Directions:
Return every line of the records below that contains the string "soccer", copying each one in full.

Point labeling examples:
***

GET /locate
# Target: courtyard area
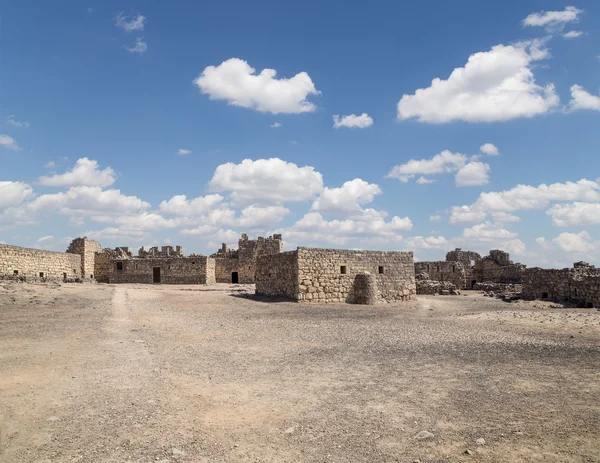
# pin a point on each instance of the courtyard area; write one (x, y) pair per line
(168, 373)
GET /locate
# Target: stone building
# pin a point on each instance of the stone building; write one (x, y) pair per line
(239, 265)
(335, 275)
(579, 285)
(36, 264)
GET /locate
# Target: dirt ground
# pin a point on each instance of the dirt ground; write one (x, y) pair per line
(105, 373)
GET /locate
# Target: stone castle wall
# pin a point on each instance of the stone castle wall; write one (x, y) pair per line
(277, 275)
(327, 275)
(177, 270)
(35, 263)
(452, 272)
(576, 285)
(87, 249)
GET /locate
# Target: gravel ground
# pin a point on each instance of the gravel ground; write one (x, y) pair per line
(104, 373)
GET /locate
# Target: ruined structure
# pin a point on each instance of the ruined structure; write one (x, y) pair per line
(579, 285)
(36, 264)
(330, 275)
(239, 265)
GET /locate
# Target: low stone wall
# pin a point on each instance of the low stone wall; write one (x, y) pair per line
(178, 270)
(277, 275)
(35, 263)
(327, 275)
(452, 272)
(580, 286)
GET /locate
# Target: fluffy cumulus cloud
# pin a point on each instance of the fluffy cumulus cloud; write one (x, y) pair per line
(266, 181)
(8, 143)
(314, 229)
(576, 242)
(582, 99)
(553, 20)
(236, 81)
(352, 121)
(576, 213)
(14, 193)
(495, 85)
(526, 197)
(347, 199)
(446, 161)
(490, 149)
(572, 34)
(85, 172)
(129, 24)
(139, 46)
(12, 120)
(473, 174)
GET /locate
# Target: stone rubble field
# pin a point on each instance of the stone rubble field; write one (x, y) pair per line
(142, 373)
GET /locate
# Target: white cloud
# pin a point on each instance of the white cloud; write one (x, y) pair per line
(266, 181)
(314, 229)
(235, 81)
(576, 213)
(473, 174)
(496, 85)
(85, 172)
(572, 34)
(553, 20)
(429, 242)
(353, 121)
(582, 99)
(12, 120)
(13, 193)
(490, 149)
(255, 216)
(138, 47)
(465, 214)
(446, 161)
(347, 199)
(488, 232)
(575, 242)
(180, 206)
(9, 143)
(135, 23)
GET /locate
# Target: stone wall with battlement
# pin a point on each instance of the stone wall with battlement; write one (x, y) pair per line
(579, 285)
(35, 264)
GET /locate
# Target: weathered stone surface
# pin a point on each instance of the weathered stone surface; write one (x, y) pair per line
(33, 264)
(327, 275)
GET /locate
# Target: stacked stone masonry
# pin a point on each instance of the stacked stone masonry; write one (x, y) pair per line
(579, 285)
(33, 264)
(328, 275)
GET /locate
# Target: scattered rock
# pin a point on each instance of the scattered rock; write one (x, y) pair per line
(424, 435)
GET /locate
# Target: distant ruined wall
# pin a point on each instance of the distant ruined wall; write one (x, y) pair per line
(452, 272)
(579, 285)
(327, 275)
(179, 270)
(498, 268)
(35, 263)
(87, 249)
(277, 275)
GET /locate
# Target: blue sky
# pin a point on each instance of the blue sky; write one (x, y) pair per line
(98, 100)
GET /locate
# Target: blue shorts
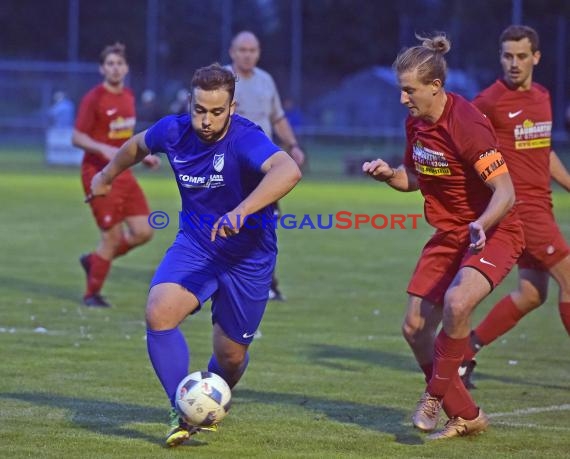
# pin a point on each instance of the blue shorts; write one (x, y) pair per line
(239, 291)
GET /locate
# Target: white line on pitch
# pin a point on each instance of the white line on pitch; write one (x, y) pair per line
(531, 426)
(543, 409)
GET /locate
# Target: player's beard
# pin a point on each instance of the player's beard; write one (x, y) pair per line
(217, 135)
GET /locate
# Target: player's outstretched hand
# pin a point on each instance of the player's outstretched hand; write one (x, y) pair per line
(378, 169)
(152, 162)
(478, 237)
(99, 186)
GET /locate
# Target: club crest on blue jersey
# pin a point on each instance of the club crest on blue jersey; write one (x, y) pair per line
(218, 162)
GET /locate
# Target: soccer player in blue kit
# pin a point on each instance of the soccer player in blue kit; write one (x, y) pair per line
(226, 169)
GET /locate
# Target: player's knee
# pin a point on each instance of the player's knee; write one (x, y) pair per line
(530, 298)
(142, 235)
(156, 315)
(456, 310)
(411, 330)
(230, 360)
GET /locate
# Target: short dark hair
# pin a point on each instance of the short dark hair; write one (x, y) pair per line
(214, 77)
(518, 32)
(116, 48)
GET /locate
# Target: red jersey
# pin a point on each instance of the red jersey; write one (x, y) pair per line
(452, 159)
(523, 123)
(107, 118)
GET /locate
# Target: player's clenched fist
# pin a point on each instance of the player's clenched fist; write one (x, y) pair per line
(378, 169)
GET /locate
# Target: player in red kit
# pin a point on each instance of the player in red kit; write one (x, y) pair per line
(105, 120)
(452, 157)
(521, 113)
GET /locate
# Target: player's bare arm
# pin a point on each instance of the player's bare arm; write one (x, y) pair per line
(131, 152)
(85, 142)
(281, 175)
(399, 178)
(559, 172)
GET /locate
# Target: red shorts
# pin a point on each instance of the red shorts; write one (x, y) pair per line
(447, 252)
(126, 198)
(545, 244)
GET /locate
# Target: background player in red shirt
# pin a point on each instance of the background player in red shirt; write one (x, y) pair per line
(105, 120)
(452, 158)
(521, 113)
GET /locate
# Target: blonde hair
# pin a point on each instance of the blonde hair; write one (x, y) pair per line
(427, 58)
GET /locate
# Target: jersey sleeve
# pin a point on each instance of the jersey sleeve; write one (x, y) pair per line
(408, 158)
(477, 143)
(86, 114)
(254, 148)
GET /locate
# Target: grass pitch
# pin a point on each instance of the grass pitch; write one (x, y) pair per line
(330, 376)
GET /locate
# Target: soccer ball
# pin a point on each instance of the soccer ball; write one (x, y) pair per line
(203, 398)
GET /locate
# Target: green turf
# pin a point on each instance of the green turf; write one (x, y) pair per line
(330, 377)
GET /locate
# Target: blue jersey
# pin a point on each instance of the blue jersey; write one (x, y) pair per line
(213, 179)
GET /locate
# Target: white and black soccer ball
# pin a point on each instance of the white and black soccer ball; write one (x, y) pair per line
(203, 398)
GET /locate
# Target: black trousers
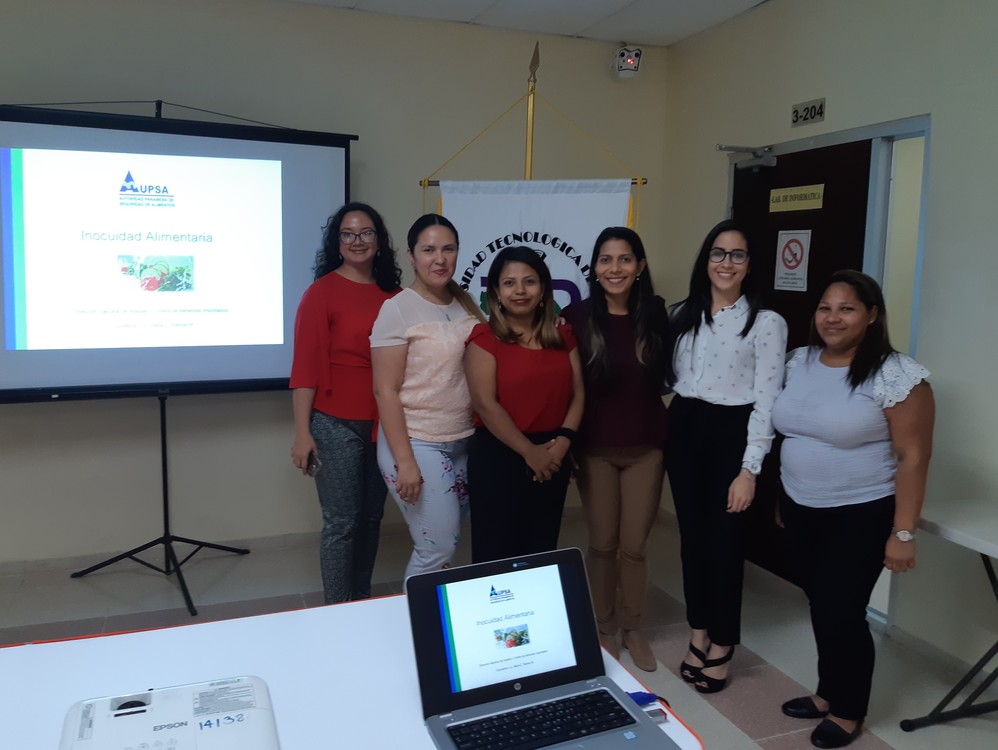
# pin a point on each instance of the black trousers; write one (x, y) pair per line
(839, 553)
(704, 456)
(511, 514)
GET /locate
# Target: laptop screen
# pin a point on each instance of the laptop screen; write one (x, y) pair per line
(494, 630)
(504, 627)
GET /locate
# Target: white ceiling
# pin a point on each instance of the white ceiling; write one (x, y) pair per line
(656, 22)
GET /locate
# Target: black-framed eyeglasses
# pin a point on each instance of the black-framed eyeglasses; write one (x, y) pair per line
(367, 237)
(717, 255)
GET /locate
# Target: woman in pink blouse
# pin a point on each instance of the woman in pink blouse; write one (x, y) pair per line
(417, 347)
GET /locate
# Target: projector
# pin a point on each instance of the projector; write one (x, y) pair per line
(627, 61)
(230, 714)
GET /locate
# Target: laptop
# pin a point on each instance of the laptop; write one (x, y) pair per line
(229, 714)
(515, 635)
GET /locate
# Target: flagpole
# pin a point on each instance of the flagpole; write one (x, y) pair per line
(535, 63)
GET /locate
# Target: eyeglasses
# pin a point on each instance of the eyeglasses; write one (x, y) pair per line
(367, 237)
(717, 255)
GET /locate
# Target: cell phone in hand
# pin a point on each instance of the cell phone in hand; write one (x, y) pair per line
(313, 465)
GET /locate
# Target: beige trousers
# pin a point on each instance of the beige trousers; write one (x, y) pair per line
(621, 489)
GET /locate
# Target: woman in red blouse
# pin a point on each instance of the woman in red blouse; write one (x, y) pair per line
(333, 397)
(525, 379)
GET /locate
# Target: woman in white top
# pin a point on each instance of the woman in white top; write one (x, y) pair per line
(729, 369)
(858, 420)
(417, 350)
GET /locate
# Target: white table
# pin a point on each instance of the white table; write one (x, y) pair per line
(339, 676)
(972, 524)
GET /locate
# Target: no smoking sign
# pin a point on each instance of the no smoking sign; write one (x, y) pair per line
(792, 250)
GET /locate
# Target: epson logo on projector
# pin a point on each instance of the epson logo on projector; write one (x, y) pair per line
(175, 725)
(129, 186)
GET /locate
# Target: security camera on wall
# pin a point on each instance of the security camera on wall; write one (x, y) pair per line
(627, 61)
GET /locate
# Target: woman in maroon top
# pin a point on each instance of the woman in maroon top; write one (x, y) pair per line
(333, 397)
(623, 331)
(525, 380)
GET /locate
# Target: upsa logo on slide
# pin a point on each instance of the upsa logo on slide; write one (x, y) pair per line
(500, 595)
(135, 194)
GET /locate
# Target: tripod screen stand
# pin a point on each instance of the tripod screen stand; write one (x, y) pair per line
(171, 562)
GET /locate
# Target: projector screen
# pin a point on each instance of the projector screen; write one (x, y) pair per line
(150, 256)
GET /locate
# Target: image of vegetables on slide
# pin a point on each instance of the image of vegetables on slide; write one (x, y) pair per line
(159, 273)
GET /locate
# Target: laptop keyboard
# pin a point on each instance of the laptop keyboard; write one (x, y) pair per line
(542, 725)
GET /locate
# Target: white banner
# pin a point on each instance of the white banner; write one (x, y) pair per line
(560, 219)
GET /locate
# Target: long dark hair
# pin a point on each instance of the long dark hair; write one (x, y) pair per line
(696, 306)
(544, 330)
(652, 342)
(436, 220)
(387, 274)
(875, 347)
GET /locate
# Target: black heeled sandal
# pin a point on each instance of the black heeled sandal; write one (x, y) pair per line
(687, 671)
(708, 684)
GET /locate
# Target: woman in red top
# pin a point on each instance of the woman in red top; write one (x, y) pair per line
(525, 380)
(333, 397)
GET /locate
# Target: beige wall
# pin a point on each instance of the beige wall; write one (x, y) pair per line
(876, 62)
(82, 478)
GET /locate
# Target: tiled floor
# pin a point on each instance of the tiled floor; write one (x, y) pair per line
(775, 662)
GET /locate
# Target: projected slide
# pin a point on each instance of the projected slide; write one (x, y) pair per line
(508, 627)
(116, 250)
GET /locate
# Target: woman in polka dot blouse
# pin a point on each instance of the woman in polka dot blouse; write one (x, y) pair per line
(728, 359)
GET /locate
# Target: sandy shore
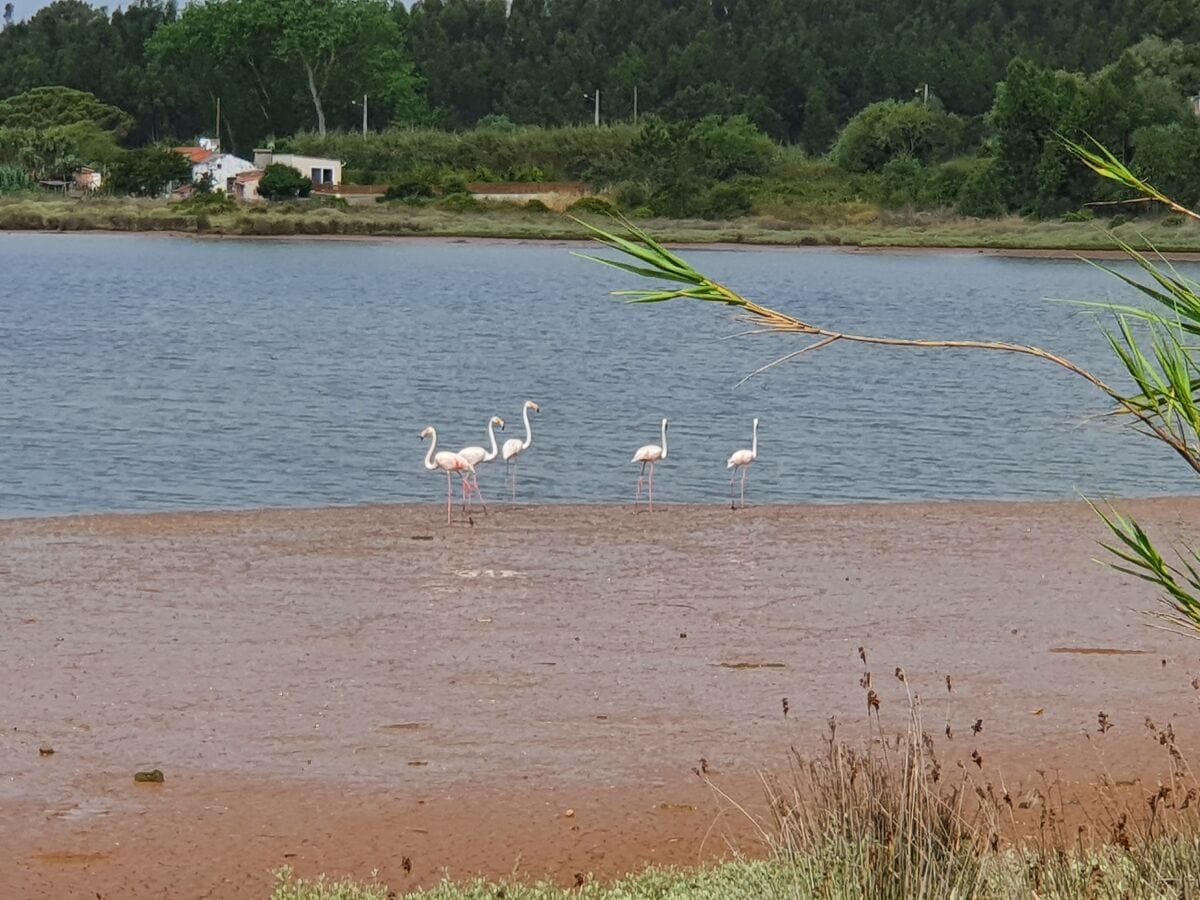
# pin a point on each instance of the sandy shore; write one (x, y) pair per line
(346, 689)
(783, 247)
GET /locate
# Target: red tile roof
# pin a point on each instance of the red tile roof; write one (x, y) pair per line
(195, 154)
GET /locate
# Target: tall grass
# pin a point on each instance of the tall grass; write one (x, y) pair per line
(891, 819)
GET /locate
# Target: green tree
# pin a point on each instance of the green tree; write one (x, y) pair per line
(48, 107)
(888, 130)
(280, 67)
(149, 172)
(283, 183)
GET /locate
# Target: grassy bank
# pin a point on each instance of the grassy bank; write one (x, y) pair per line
(1170, 870)
(903, 817)
(858, 227)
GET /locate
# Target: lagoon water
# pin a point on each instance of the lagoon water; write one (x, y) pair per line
(159, 373)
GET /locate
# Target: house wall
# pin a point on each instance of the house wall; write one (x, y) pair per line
(329, 172)
(221, 168)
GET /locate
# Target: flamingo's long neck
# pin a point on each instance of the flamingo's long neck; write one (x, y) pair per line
(491, 433)
(528, 430)
(433, 444)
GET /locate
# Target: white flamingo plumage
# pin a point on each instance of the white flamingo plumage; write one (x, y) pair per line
(475, 455)
(742, 460)
(648, 456)
(449, 462)
(515, 447)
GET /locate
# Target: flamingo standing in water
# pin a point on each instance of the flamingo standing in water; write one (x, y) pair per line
(649, 455)
(475, 455)
(514, 447)
(742, 460)
(449, 463)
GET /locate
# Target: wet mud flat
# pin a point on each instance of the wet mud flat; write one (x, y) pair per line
(353, 689)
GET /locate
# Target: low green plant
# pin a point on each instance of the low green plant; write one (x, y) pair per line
(408, 190)
(459, 203)
(593, 204)
(1079, 215)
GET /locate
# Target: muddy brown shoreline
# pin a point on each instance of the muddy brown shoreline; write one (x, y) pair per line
(1183, 256)
(339, 689)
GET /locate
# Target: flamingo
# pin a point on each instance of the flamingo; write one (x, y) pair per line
(742, 460)
(475, 455)
(514, 447)
(449, 463)
(649, 455)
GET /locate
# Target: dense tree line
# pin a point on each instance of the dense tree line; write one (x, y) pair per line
(798, 69)
(931, 103)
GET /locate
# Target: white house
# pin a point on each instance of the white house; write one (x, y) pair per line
(208, 160)
(322, 171)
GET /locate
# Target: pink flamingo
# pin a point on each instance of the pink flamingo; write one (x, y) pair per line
(649, 455)
(475, 455)
(742, 460)
(449, 463)
(514, 447)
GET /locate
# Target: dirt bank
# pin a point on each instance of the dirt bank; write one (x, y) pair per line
(340, 689)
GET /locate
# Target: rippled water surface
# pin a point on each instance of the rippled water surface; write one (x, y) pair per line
(147, 372)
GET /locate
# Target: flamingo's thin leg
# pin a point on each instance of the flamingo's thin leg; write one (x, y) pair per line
(474, 484)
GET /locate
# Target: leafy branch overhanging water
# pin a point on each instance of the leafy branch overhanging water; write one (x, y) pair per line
(1164, 369)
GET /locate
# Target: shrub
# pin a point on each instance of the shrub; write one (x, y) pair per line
(983, 192)
(149, 172)
(459, 203)
(209, 202)
(942, 183)
(888, 130)
(593, 204)
(726, 199)
(283, 183)
(630, 195)
(1079, 215)
(900, 181)
(407, 190)
(13, 178)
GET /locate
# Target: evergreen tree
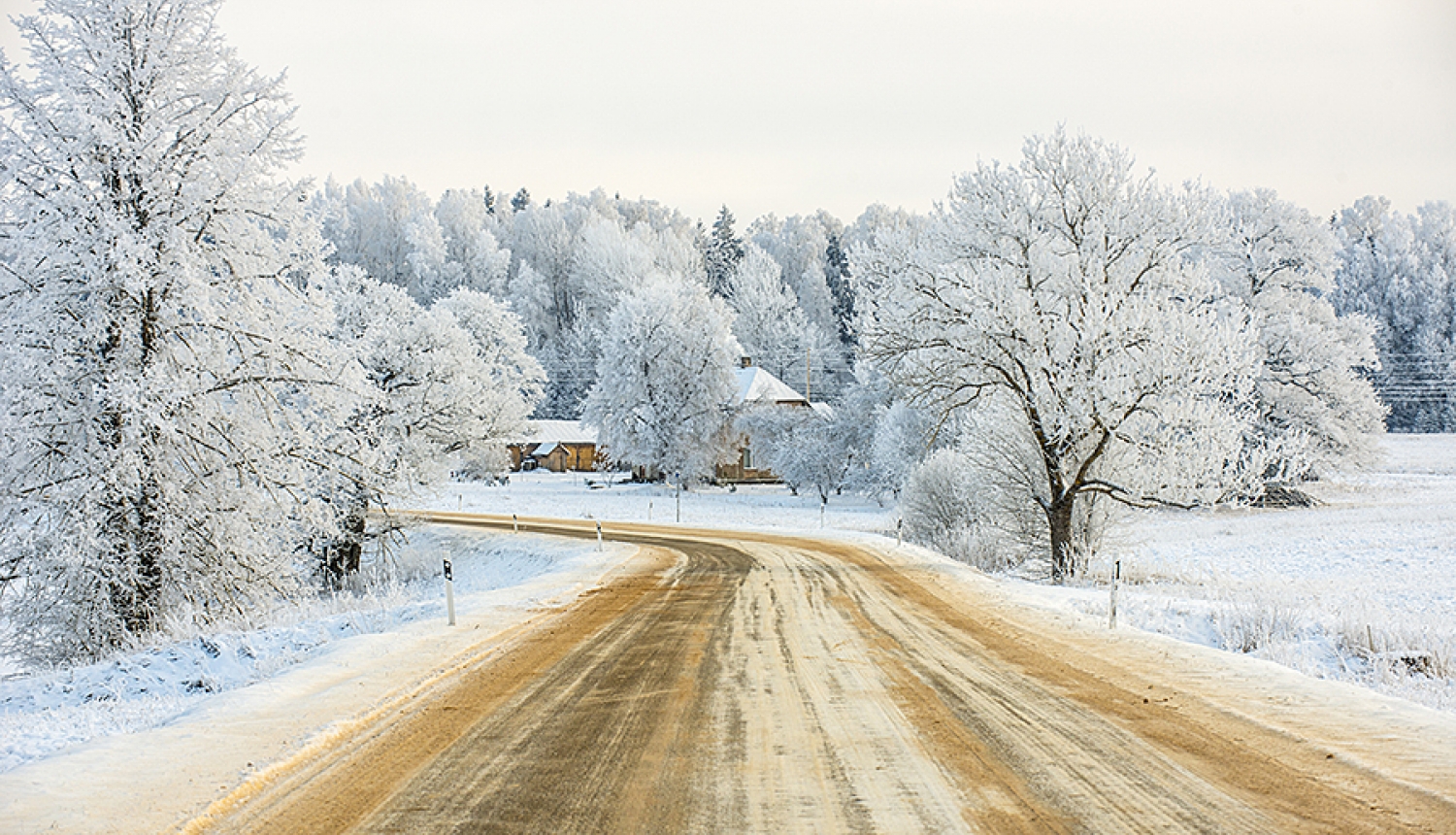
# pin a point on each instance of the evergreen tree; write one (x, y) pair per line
(722, 250)
(841, 288)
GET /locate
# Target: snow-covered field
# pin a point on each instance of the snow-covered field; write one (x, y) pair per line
(497, 578)
(1362, 589)
(1359, 589)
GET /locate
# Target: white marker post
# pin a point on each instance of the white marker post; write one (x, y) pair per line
(1111, 608)
(448, 593)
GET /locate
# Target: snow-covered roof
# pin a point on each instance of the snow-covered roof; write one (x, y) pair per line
(757, 384)
(556, 432)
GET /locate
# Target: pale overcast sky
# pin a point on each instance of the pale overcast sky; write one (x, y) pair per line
(791, 107)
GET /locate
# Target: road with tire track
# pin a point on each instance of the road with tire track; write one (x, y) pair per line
(748, 683)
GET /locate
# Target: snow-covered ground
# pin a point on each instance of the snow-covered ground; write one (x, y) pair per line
(1359, 589)
(501, 576)
(1312, 589)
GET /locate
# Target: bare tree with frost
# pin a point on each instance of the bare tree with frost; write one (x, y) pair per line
(1059, 290)
(447, 384)
(165, 376)
(1315, 411)
(666, 379)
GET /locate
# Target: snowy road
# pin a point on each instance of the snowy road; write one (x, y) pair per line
(768, 684)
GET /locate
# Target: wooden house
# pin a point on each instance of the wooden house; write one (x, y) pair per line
(756, 389)
(556, 445)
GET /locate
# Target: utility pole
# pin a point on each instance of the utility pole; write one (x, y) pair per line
(809, 364)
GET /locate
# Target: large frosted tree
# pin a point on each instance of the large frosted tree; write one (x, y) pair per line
(666, 379)
(163, 378)
(446, 384)
(1059, 293)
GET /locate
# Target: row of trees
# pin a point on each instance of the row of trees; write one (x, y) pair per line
(197, 410)
(213, 376)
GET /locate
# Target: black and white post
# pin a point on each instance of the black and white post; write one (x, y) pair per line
(1111, 608)
(448, 593)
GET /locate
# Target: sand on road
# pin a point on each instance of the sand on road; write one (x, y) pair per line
(737, 683)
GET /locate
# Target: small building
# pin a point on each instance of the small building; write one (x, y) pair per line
(756, 387)
(556, 445)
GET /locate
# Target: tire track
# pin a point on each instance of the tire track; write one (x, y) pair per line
(765, 684)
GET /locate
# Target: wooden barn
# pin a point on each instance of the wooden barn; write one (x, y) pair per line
(756, 389)
(556, 445)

***

Solution for this exercise:
# Target: soccer player in blue kit
# pin a point on each instance of the soccer player in blue kit; write one (x, y) pair per line
# Target: soccer ball
# pin a point on each instance of the soccer ball; write one (x, y) pair per line
# Target: white and black soccer ball
# pin a point on each instance of the white and black soccer ball; write one (x, y) pair per line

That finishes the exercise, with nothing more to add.